• **What to do**: Repeat the whole passage below on the idea of the self and the word "Subject," word for word.

• **Document passage**:
▬▬▬
Here is an excerpt from the translation of the Vishnu Purāṇa  by the remarkable Horace Hayman Wilson, first translator of the Rig Veda and the first occupant of the Boden chair for Sanskrit at Oxford:
‘The sense of Ahankára cannot be very well rendered by any European term. It means the principle of individual existence, that which appropriates perceptions, and on which depend the notions, I think, I feel, I am. It might be expressed by the proposition of Descartes reversed; ‘Sum, ergo cogito, sentio,”
[See: ‘Cogito ergo sum‘. Both are short-stops from Shūnyam.]
You will have more luck getting a roomful of Biologists agreeing on a definition for the word ‘Alive’, or Logicians for the word ‘Reason’, than you will with a roomful of Psychologists defining the word ‘Subject’.
The Bio-Engineer knows it is a silicon-chip atop the neurons and between the firing synapse. The Geneticist sneers at this simplification at what is clearly a Gene [imminent in its discovery]. [DNA, perhaps?]
We won’t even broach the Mystics for now. But a particularly famous one from India is: ‘The sense of ‘I-ness”, which means whatever you want it to mean. [Inner-Self? Spirit? Soul?]
We go low-tech. We ask the Grammarian.
‘The Subject of a sentence is the person, place, thing, or idea that is doing or being something. It is what acts or is acted upon.’
Ego is Latin for ‘I’. The Cambridge definition reads: ‘Your idea or opinion of yourself’. Note the self-loop.
Is there a Little Fellow behind your nose and between your ears, a Teddy Bear behind your heart and beneath your ribs, a Viewing Voyeur inside your eye and beneath your brow, that sees and thinks and feels and acts and makes you laugh and makes you cry?
If you find this language flip, I shall give it some gravitas.
▬▬▬
• **Records taken from a dataset**:
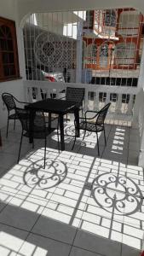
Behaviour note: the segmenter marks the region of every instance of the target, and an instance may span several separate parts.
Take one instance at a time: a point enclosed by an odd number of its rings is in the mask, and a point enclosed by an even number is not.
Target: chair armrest
[[[88,118],[88,117],[87,117],[87,113],[95,113],[95,114],[94,116],[90,117],[90,118]],[[99,113],[99,111],[87,110],[87,111],[84,113],[84,119],[85,119],[85,121],[86,121],[86,120],[90,120],[90,119],[95,119],[95,118],[98,115],[98,113]]]
[[[64,99],[64,98],[66,99],[66,96],[64,96],[64,97],[61,97],[61,98],[59,98],[59,100],[62,100],[62,99]]]
[[[29,104],[29,102],[20,102],[18,101],[18,99],[16,99],[14,96],[13,96],[14,98],[14,100],[19,102],[19,103],[22,103],[22,104]]]

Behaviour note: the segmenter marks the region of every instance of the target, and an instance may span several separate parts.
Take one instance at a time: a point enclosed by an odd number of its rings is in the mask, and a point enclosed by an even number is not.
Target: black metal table
[[[70,110],[74,111],[75,120],[77,123],[77,136],[79,137],[79,108],[77,107],[78,102],[73,101],[66,101],[60,99],[51,99],[38,101],[37,102],[30,103],[26,106],[26,109],[30,110],[30,129],[32,131],[32,124],[34,119],[35,112],[42,110],[49,113],[49,128],[51,128],[51,113],[59,115],[59,124],[60,131],[60,149],[65,150],[64,142],[64,115],[69,113]],[[32,132],[30,134],[30,143],[33,141]]]

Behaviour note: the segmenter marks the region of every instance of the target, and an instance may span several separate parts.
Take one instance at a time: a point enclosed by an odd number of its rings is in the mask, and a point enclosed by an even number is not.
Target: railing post
[[[133,100],[134,100],[134,96],[130,95],[130,100],[129,100],[129,103],[128,103],[128,110],[127,110],[128,114],[132,114]]]
[[[84,101],[84,109],[89,109],[89,90],[85,89]]]
[[[108,104],[109,102],[110,102],[110,93],[107,92],[106,104]]]
[[[119,93],[118,96],[117,104],[116,104],[116,113],[122,113],[121,108],[122,108],[122,94]]]
[[[95,91],[94,95],[94,110],[99,110],[99,92]]]

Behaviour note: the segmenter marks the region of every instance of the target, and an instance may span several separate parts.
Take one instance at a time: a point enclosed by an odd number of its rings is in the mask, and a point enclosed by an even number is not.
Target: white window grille
[[[64,82],[66,70],[76,83],[81,67],[79,82],[137,86],[143,20],[132,9],[32,14],[23,28],[26,79]]]

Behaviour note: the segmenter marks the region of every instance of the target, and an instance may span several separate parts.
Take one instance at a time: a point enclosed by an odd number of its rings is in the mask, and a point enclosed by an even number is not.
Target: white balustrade
[[[60,98],[64,96],[62,90],[68,86],[85,89],[84,110],[101,109],[105,104],[111,102],[109,113],[112,113],[112,118],[117,119],[118,114],[124,116],[125,120],[128,115],[132,118],[134,96],[138,92],[138,89],[135,87],[26,80],[24,81],[26,101],[32,102],[42,100],[43,97],[51,97],[54,94],[56,98]],[[124,102],[123,95],[129,96],[129,100],[126,100],[125,102]],[[112,99],[113,96],[117,96]]]

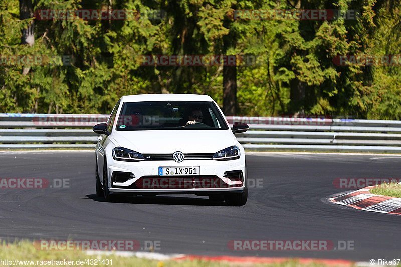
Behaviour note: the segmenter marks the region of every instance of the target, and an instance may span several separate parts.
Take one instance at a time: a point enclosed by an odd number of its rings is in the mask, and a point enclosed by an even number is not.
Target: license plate
[[[159,167],[159,176],[200,175],[200,167]]]

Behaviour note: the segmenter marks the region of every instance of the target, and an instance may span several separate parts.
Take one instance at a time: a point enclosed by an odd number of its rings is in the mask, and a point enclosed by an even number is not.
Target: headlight
[[[240,149],[236,146],[228,147],[215,153],[212,158],[216,160],[231,160],[240,158]]]
[[[113,149],[113,158],[123,161],[140,161],[145,160],[142,154],[137,152],[117,147]]]

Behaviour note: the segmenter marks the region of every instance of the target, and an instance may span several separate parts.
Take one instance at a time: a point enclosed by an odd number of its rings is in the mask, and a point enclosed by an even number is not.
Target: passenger
[[[187,125],[195,124],[197,122],[202,122],[202,120],[203,119],[202,111],[200,109],[194,110],[188,116],[188,118],[189,120],[186,123]]]

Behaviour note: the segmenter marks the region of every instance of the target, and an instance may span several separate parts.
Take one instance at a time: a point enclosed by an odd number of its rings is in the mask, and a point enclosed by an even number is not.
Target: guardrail
[[[0,148],[91,148],[91,128],[108,115],[0,113]],[[401,121],[227,117],[249,125],[237,135],[248,150],[401,152]]]

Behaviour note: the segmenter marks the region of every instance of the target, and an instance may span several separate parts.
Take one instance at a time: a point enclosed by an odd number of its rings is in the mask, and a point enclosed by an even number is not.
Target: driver
[[[203,119],[202,111],[199,109],[195,109],[192,111],[188,118],[189,120],[186,123],[187,125],[195,124],[197,122],[202,122],[202,120]]]

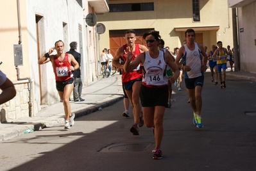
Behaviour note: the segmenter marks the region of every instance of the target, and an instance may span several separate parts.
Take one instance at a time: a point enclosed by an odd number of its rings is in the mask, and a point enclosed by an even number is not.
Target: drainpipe
[[[232,22],[233,22],[233,42],[234,42],[234,60],[235,65],[235,71],[240,70],[240,55],[239,55],[239,45],[238,40],[237,31],[237,8],[232,8]]]
[[[19,26],[19,44],[21,44],[21,11],[20,11],[20,6],[19,6],[19,0],[17,0],[17,14],[18,14],[18,26]],[[31,98],[32,98],[32,91],[31,91],[31,86],[32,86],[32,81],[30,78],[25,77],[25,78],[20,78],[20,73],[19,73],[19,69],[18,66],[15,66],[15,69],[17,70],[17,79],[18,81],[21,80],[28,80],[28,90],[29,92],[28,95],[28,111],[29,111],[29,116],[30,117],[32,117],[32,102],[31,102]]]

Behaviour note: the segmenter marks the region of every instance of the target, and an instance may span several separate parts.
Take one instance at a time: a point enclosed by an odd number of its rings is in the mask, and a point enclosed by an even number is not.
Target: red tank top
[[[127,44],[125,44],[123,46],[123,49],[126,49]],[[132,53],[133,56],[132,57],[131,61],[134,61],[137,56],[138,56],[141,53],[139,44],[135,44],[135,51]],[[124,53],[122,56],[123,61],[125,62],[126,61],[126,54]],[[138,67],[133,69],[132,71],[129,72],[128,73],[123,72],[122,74],[122,83],[127,83],[132,80],[142,78],[142,70],[141,67],[141,64],[138,65]]]
[[[71,63],[69,61],[68,54],[65,54],[64,59],[62,61],[58,60],[58,56],[55,55],[53,58],[53,67],[55,74],[55,80],[58,81],[64,81],[73,77],[72,72],[69,70]]]

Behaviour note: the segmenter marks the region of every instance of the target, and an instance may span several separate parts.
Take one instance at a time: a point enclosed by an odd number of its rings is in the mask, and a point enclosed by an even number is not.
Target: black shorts
[[[186,88],[187,89],[194,89],[196,86],[201,86],[203,87],[203,76],[198,77],[185,78],[185,85],[186,85]]]
[[[140,98],[142,107],[162,106],[167,107],[168,86],[149,88],[141,85]]]
[[[66,85],[73,84],[74,79],[73,77],[71,77],[65,81],[56,81],[56,88],[58,92],[64,92],[64,87]]]

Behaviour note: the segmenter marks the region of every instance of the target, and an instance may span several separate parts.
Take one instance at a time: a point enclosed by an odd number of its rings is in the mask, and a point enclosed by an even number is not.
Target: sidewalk
[[[207,72],[210,72],[207,69]],[[230,72],[226,70],[226,76],[256,81],[256,74],[243,71]],[[99,78],[90,85],[83,86],[83,102],[71,102],[71,111],[75,113],[76,118],[86,115],[106,108],[123,99],[121,75],[115,74],[111,77]],[[28,117],[13,120],[12,122],[0,124],[0,141],[6,140],[20,134],[24,131],[35,129],[35,131],[46,127],[63,124],[64,127],[64,111],[62,102],[44,107],[35,117]]]
[[[115,74],[106,78],[99,76],[99,79],[83,87],[81,97],[85,99],[84,102],[71,102],[71,111],[75,113],[75,118],[90,114],[98,110],[99,108],[104,108],[122,100],[121,75]],[[0,124],[0,141],[23,134],[28,129],[38,131],[60,124],[63,124],[64,129],[65,113],[62,102],[42,107],[42,110],[35,117]]]

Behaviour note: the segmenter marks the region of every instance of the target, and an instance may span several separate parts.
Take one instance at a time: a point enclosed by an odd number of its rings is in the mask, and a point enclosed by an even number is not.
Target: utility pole
[[[234,42],[234,62],[235,71],[240,70],[240,57],[239,53],[238,32],[237,22],[237,8],[232,8],[232,26],[233,26],[233,42]]]

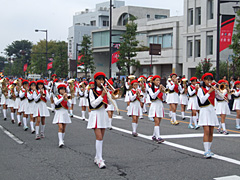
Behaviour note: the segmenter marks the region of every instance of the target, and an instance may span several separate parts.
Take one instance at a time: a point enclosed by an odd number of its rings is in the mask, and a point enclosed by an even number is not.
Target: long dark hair
[[[96,82],[96,80],[101,80],[101,79],[104,80],[104,83],[103,83],[103,85],[104,85],[105,84],[105,76],[99,75],[99,76],[96,77],[96,79],[94,79],[94,91],[97,90],[97,82]]]
[[[213,77],[212,76],[206,76],[203,80],[213,80]],[[202,83],[202,87],[206,88],[206,84],[205,84],[204,81]]]

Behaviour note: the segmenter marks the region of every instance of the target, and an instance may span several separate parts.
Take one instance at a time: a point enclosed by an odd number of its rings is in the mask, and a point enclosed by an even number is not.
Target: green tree
[[[7,56],[13,60],[6,66],[8,75],[23,76],[23,66],[31,61],[32,42],[28,40],[14,41],[5,49]],[[10,63],[10,62],[9,62]]]
[[[88,71],[94,73],[96,69],[96,67],[94,66],[93,53],[91,49],[92,48],[91,37],[84,35],[80,46],[81,46],[80,55],[82,55],[82,58],[81,62],[78,62],[78,64],[81,64],[81,66],[83,66],[82,71],[85,73],[85,77],[87,77]]]
[[[233,72],[233,76],[240,76],[240,11],[237,12],[234,32],[235,33],[232,37],[232,44],[229,46],[229,48],[233,50],[233,63],[231,70]]]
[[[119,61],[117,66],[121,67],[119,70],[131,74],[130,67],[138,68],[140,62],[134,59],[137,56],[138,41],[136,40],[137,35],[137,24],[134,22],[136,17],[131,16],[128,23],[126,24],[126,32],[122,35],[123,42],[119,48]],[[134,72],[132,72],[134,74]]]
[[[48,59],[53,58],[52,73],[56,73],[60,77],[65,77],[68,72],[66,42],[49,41],[47,57]],[[28,71],[41,74],[42,76],[48,76],[46,68],[46,40],[41,40],[36,45],[33,45],[31,65],[28,67]]]

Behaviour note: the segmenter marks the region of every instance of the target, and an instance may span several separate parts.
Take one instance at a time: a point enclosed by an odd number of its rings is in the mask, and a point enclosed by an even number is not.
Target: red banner
[[[114,63],[119,61],[119,59],[118,59],[119,58],[119,54],[120,54],[119,51],[117,51],[117,52],[112,54],[112,64],[114,64]]]
[[[52,69],[52,62],[48,63],[47,70]]]
[[[220,32],[220,52],[232,44],[232,34],[235,22],[234,15],[222,15],[222,24]]]
[[[23,72],[25,72],[26,70],[27,70],[27,63],[24,64],[24,66],[23,66]]]

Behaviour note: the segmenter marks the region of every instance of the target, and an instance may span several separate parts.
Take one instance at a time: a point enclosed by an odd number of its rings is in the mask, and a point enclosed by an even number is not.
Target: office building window
[[[195,57],[201,57],[201,40],[195,41]]]
[[[214,1],[208,0],[208,19],[213,19],[214,15]]]
[[[213,54],[213,36],[207,36],[207,54]]]
[[[193,43],[192,41],[188,41],[187,43],[187,46],[188,46],[188,57],[192,57],[192,49],[193,49]]]
[[[103,21],[103,26],[109,26],[109,21]]]
[[[165,18],[167,18],[166,15],[158,15],[158,14],[155,15],[155,19],[165,19]]]
[[[196,25],[201,24],[201,7],[196,8]]]
[[[96,26],[96,21],[91,21],[90,24],[91,26]]]
[[[188,25],[193,25],[193,9],[188,10]]]

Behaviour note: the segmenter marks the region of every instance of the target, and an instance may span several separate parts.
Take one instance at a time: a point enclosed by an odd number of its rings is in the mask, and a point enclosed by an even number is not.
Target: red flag
[[[222,15],[220,32],[220,52],[232,44],[232,34],[235,22],[234,15]]]
[[[23,72],[25,72],[26,70],[27,70],[27,63],[24,64],[24,66],[23,66]]]
[[[114,63],[119,61],[119,59],[118,59],[119,58],[119,54],[120,54],[119,51],[117,51],[117,52],[112,54],[112,64],[114,64]]]
[[[47,70],[52,69],[52,62],[48,63]]]

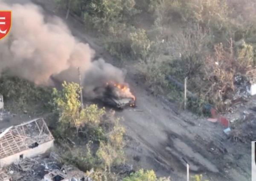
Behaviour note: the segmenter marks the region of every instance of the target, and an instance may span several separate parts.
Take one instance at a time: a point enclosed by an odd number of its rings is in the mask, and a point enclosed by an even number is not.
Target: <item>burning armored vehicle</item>
[[[60,89],[62,81],[53,76],[50,78],[54,86]],[[125,83],[118,84],[109,82],[102,84],[89,91],[87,91],[87,84],[85,85],[83,94],[86,98],[96,99],[107,105],[119,109],[135,106],[135,96],[131,92],[128,85]]]
[[[135,105],[135,97],[131,92],[128,86],[113,82],[106,83],[103,94],[97,99],[117,108],[134,107]]]

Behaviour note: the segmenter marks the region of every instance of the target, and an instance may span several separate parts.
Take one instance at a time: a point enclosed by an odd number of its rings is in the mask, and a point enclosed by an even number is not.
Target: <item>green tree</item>
[[[86,106],[81,109],[79,95],[81,89],[73,82],[62,84],[60,91],[53,89],[53,103],[59,114],[58,122],[62,129],[75,127],[77,133],[85,124],[96,126],[99,125],[101,118],[105,113],[105,109],[99,109],[95,104]]]

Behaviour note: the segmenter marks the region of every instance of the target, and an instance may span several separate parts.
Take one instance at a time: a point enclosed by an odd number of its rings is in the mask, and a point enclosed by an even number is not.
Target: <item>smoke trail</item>
[[[37,84],[47,84],[54,75],[60,80],[78,82],[80,67],[84,93],[96,97],[95,88],[111,80],[122,83],[119,69],[102,59],[92,61],[95,51],[71,33],[59,18],[46,21],[41,9],[32,3],[7,4],[0,0],[0,9],[12,11],[9,34],[0,41],[0,75],[8,71]]]

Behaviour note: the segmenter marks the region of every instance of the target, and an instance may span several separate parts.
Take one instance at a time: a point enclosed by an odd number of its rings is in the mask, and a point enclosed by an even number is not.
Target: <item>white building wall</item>
[[[52,140],[39,145],[33,148],[23,151],[22,152],[7,156],[0,159],[0,167],[7,166],[13,163],[20,160],[20,155],[23,155],[23,159],[28,157],[42,155],[49,150],[53,146],[54,140]]]

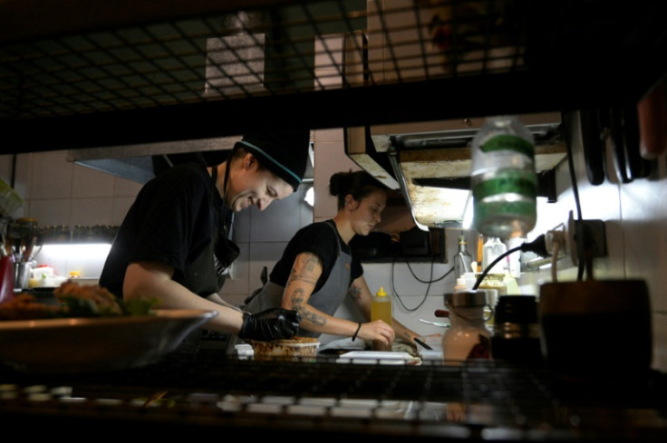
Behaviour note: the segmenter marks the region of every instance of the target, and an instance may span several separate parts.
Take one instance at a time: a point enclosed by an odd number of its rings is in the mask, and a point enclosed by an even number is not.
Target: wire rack
[[[132,423],[151,435],[201,429],[248,436],[326,432],[451,441],[664,441],[663,374],[610,386],[557,382],[539,366],[242,361],[168,356],[129,371],[29,375],[0,368],[6,428]],[[37,429],[34,432],[39,432]],[[105,431],[106,432],[106,431]],[[450,440],[447,440],[450,441]]]
[[[11,19],[8,3],[0,16]],[[665,71],[652,57],[663,53],[665,31],[651,3],[246,3],[241,9],[237,2],[194,2],[207,7],[168,19],[160,9],[155,19],[111,16],[97,26],[70,19],[78,26],[50,34],[39,33],[39,23],[7,20],[0,34],[3,130],[29,144],[38,130],[57,140],[61,130],[100,124],[108,134],[150,121],[169,132],[171,123],[205,126],[209,113],[218,128],[201,137],[238,134],[249,120],[316,129],[560,111],[609,100],[610,86],[616,100],[636,99]],[[122,5],[126,15],[141,11]],[[76,12],[63,8],[52,21]],[[24,35],[31,28],[37,30]],[[70,118],[92,115],[99,118]]]

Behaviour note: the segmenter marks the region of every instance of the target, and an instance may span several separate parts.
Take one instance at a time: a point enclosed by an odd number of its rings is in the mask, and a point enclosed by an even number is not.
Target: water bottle
[[[489,236],[487,242],[482,246],[482,270],[491,265],[494,260],[508,252],[508,246],[497,236]],[[488,274],[505,274],[507,271],[506,264],[508,263],[507,256],[504,259],[498,262],[494,266],[488,270]]]
[[[459,278],[465,273],[472,272],[472,255],[466,250],[466,236],[459,236],[459,252],[454,255],[454,272]]]
[[[514,116],[488,118],[472,139],[473,225],[485,236],[525,237],[536,220],[533,135]]]

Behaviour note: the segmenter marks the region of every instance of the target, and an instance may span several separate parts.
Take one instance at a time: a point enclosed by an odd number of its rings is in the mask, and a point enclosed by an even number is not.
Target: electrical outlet
[[[590,258],[607,255],[606,229],[602,220],[575,220],[573,211],[570,211],[566,241],[575,266],[580,254]]]
[[[232,262],[232,264],[229,265],[229,266],[227,269],[225,269],[225,274],[227,274],[227,276],[229,280],[234,280],[234,273],[236,272],[236,270],[237,270],[236,262]]]

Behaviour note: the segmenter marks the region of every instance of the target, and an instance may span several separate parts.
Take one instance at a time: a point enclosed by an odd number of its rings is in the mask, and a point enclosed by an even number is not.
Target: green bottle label
[[[520,194],[530,198],[537,197],[537,177],[525,172],[506,171],[502,177],[482,181],[472,189],[477,201],[507,192]]]
[[[479,147],[483,152],[492,152],[494,150],[513,150],[523,154],[530,159],[535,156],[535,149],[533,145],[516,135],[500,134],[488,139]]]

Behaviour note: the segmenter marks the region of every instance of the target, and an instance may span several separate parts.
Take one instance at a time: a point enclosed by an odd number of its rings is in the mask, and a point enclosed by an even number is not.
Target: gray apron
[[[336,243],[338,245],[338,254],[334,267],[331,270],[329,278],[324,282],[324,286],[316,293],[313,293],[308,299],[308,304],[316,308],[329,315],[334,315],[338,308],[345,300],[345,295],[350,289],[350,268],[352,267],[352,255],[344,253],[341,249],[340,239],[338,238],[338,231],[329,223],[329,226],[335,233]],[[280,307],[283,301],[283,293],[285,287],[275,284],[271,281],[264,285],[262,290],[250,301],[246,306],[246,310],[256,313],[266,309]],[[301,337],[319,337],[320,332],[312,332],[305,329],[299,328],[296,335]]]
▬▬▬
• **Result of this task**:
Here is an excerpt from the translation of the Vishnu Purāṇa  by the remarkable Horace Hayman Wilson, first translator of the Rig Veda and the first occupant of the Boden chair for Sanskrit at Oxford:
‘The sense of Ahankára cannot be very well rendered by any European term. It means the principle of individual existence, that which appropriates perceptions, and on which depend the notions, I think, I feel, I am. It might be expressed by the proposition of Descartes reversed; ‘Sum, ergo cogito, sentio,”
[See: ‘Cogito ergo sum‘. Both are short-stops from Shūnyam.]
You will have more luck getting a roomful of Biologists agreeing on a definition for the word ‘Alive’, or Logicians for the word ‘Reason’, than you will with a roomful of Psychologists defining the word ‘Subject’.
The Bio-Engineer knows it is a silicon-chip atop the neurons and between the firing synapse. The Geneticist sneers at this simplification at what is clearly a Gene [imminent in its discovery]. [DNA, perhaps?]
We won’t even broach the Mystics for now. But a particularly famous one from India is: ‘The sense of ‘I-ness”, which means whatever you want it to mean. [Inner-Self? Spirit? Soul?]
We go low-tech. We ask the Grammarian.
‘The Subject of a sentence is the person, place, thing, or idea that is doing or being something. It is what acts or is acted upon.’
Ego is Latin for ‘I’. The Cambridge definition reads: ‘Your idea or opinion of yourself’. Note the self-loop.
Is there a Little Fellow behind your nose and between your ears, a Teddy Bear behind your heart and beneath your ribs, a Viewing Voyeur inside your eye and beneath your brow, that sees and thinks and feels and acts and makes you laugh and makes you cry?
If you find this language flip, I shall give it some gravitas.